- _EXERCISE_
Format the material as a numbered list, starting at its first line and ending with the line that contains "100 44 L 140". Leave out blank lines.

═════ SUPPLIED MATERIAL

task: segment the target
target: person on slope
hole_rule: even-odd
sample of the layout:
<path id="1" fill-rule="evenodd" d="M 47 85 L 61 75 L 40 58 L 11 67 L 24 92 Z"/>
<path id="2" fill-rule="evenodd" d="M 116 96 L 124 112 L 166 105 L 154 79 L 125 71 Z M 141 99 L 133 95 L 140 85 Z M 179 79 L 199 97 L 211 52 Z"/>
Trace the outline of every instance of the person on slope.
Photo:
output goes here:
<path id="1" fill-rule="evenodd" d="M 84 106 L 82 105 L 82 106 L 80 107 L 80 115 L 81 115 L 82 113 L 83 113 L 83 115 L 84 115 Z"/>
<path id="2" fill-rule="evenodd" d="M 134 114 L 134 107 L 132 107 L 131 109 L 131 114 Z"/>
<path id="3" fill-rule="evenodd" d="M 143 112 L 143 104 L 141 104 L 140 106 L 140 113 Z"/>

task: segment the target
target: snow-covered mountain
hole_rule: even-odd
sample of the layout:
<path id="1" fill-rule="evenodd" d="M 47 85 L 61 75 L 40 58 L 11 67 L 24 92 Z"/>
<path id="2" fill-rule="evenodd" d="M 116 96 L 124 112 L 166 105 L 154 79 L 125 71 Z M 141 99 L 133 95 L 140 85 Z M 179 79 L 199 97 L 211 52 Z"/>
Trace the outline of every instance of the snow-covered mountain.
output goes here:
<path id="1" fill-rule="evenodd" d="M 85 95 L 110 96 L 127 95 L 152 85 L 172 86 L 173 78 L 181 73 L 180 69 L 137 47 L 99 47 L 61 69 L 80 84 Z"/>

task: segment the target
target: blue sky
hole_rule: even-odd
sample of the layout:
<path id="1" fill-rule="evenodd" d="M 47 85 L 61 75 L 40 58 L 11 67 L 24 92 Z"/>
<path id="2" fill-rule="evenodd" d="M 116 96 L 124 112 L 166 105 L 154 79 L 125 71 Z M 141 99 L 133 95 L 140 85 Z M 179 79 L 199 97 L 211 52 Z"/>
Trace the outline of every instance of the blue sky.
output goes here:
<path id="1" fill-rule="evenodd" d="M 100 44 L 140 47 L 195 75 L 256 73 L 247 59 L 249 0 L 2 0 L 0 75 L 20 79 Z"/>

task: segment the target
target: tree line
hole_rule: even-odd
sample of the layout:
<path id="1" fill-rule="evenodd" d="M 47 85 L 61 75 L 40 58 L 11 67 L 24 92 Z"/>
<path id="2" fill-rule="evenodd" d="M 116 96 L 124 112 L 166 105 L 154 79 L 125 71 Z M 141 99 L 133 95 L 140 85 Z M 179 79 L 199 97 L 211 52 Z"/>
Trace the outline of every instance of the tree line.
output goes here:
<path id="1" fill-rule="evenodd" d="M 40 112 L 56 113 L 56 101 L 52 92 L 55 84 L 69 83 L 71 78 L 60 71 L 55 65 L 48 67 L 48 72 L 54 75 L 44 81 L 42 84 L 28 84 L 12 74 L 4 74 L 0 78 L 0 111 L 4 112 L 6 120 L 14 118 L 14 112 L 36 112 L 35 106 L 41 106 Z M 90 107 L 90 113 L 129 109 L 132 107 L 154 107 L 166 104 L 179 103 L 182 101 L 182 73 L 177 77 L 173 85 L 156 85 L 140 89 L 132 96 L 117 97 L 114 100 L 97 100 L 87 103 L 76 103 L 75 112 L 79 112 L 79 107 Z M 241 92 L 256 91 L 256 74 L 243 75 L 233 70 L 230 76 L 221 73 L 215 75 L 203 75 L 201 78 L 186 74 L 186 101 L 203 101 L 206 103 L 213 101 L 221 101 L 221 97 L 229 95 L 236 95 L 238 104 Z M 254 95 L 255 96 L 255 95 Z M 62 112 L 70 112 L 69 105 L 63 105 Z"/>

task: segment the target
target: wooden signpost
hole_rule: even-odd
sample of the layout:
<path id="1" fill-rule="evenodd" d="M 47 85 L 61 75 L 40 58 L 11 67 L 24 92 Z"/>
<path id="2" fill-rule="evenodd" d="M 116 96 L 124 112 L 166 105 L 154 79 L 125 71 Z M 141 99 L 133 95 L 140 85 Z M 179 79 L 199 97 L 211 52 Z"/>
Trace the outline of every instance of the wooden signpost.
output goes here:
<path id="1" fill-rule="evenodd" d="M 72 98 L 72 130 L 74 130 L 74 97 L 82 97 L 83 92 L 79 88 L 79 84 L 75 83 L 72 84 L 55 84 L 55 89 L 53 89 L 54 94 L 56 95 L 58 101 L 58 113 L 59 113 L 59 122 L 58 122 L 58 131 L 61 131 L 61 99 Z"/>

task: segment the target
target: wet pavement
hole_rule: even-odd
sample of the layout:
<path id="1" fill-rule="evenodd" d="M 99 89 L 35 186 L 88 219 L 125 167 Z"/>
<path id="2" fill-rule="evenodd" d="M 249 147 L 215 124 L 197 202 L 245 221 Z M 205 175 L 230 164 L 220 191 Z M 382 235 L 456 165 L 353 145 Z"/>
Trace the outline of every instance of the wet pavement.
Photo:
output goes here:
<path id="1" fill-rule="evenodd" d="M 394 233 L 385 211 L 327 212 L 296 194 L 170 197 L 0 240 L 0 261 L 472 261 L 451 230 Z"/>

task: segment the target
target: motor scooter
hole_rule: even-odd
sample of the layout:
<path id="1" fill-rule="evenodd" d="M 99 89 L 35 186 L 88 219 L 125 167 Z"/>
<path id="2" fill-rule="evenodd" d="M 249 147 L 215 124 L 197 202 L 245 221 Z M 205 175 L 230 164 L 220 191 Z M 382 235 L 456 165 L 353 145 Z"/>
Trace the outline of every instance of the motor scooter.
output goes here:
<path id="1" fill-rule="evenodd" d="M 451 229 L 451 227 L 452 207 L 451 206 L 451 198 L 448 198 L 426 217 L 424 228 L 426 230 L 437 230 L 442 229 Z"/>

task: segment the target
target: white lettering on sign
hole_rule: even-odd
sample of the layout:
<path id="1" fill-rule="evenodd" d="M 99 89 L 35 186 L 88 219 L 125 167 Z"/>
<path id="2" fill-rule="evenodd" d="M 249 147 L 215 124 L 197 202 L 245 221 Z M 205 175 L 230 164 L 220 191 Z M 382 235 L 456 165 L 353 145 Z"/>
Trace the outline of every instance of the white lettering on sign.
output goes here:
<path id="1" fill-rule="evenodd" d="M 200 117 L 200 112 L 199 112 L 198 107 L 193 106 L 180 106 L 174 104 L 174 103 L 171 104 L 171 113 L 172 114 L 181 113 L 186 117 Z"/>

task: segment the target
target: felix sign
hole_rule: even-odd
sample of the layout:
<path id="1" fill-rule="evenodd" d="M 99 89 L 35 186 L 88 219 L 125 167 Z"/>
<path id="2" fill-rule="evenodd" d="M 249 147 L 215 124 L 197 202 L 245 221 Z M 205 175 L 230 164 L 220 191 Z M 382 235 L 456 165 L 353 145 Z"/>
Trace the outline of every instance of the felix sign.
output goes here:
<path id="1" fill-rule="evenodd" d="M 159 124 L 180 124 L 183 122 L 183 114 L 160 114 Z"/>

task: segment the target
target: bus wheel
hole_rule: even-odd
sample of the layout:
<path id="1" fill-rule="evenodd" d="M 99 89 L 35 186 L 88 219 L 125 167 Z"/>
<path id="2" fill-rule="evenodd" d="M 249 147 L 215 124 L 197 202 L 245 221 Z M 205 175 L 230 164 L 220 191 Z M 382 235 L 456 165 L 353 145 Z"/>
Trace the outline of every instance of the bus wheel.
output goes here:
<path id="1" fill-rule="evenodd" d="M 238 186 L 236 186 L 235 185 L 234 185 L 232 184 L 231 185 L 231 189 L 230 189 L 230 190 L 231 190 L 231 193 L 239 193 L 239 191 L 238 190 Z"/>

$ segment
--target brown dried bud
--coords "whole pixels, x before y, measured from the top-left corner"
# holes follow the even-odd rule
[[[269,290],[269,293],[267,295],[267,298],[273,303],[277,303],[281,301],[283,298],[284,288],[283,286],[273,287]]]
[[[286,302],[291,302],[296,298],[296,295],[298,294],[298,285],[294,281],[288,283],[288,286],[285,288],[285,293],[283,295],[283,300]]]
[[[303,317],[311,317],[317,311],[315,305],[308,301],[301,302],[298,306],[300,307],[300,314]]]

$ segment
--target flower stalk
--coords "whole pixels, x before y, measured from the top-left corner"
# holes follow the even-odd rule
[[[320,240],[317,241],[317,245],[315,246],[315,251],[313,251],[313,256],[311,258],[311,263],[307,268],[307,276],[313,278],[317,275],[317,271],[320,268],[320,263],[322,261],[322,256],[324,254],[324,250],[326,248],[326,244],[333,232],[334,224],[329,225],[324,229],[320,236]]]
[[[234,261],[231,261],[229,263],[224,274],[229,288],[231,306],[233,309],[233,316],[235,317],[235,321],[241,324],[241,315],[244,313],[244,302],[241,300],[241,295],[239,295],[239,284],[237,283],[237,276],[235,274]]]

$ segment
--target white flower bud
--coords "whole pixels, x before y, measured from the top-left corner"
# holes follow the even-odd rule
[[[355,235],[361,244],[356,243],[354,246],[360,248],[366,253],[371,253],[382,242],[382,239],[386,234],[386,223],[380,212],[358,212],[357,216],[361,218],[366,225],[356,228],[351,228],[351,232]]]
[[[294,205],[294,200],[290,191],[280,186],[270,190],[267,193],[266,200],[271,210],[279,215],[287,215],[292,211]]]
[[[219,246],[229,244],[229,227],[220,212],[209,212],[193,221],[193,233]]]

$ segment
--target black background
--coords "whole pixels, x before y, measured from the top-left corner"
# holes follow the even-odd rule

══════════

- _FINAL RESULT_
1. task: segment the target
2. target: person on slope
3. hole_rule: even-odd
4. sample of the layout:
5. <path id="1" fill-rule="evenodd" d="M 47 85 L 61 75 L 40 58 L 11 67 L 24 92 Z"/>
6. <path id="2" fill-rule="evenodd" d="M 116 96 L 124 112 L 166 105 L 154 79 L 125 71 Z M 141 99 L 133 95 L 140 85 Z M 179 79 L 199 97 L 211 52 Z"/>
7. Trace the outline of every instance of the person on slope.
8. Photo:
9. output goes here:
10. <path id="1" fill-rule="evenodd" d="M 84 106 L 82 105 L 82 106 L 80 107 L 80 115 L 81 115 L 82 113 L 83 113 L 83 115 L 84 115 Z"/>
11. <path id="2" fill-rule="evenodd" d="M 134 114 L 134 107 L 132 107 L 131 109 L 131 114 Z"/>
12. <path id="3" fill-rule="evenodd" d="M 143 112 L 143 104 L 141 104 L 140 106 L 140 113 Z"/>
13. task: segment the target
14. target: snow-covered mountain
15. hole_rule: even-odd
16. sample of the layout:
17. <path id="1" fill-rule="evenodd" d="M 47 85 L 61 75 L 40 58 L 11 67 L 24 92 Z"/>
18. <path id="2" fill-rule="evenodd" d="M 116 96 L 124 112 L 166 105 L 154 79 L 125 71 Z M 141 99 L 133 95 L 140 85 Z M 179 79 L 199 97 L 211 52 Z"/>
19. Trace the outline of every instance of the snow-covered mountain.
20. output goes here:
21. <path id="1" fill-rule="evenodd" d="M 85 95 L 110 96 L 127 95 L 152 85 L 172 86 L 173 78 L 181 73 L 180 69 L 137 47 L 99 47 L 61 69 L 80 84 Z"/>
22. task: segment the target
23. target: blue sky
24. hole_rule: even-odd
25. sample of the layout:
26. <path id="1" fill-rule="evenodd" d="M 47 85 L 61 75 L 40 58 L 11 67 L 24 92 Z"/>
27. <path id="2" fill-rule="evenodd" d="M 116 96 L 124 112 L 166 105 L 154 79 L 125 71 Z M 141 99 L 133 95 L 140 85 Z M 179 79 L 199 97 L 211 52 Z"/>
28. Trace the outline of every instance of the blue sky.
29. output goes here:
30. <path id="1" fill-rule="evenodd" d="M 100 44 L 140 47 L 195 75 L 256 73 L 247 59 L 249 0 L 2 0 L 0 75 L 20 79 Z"/>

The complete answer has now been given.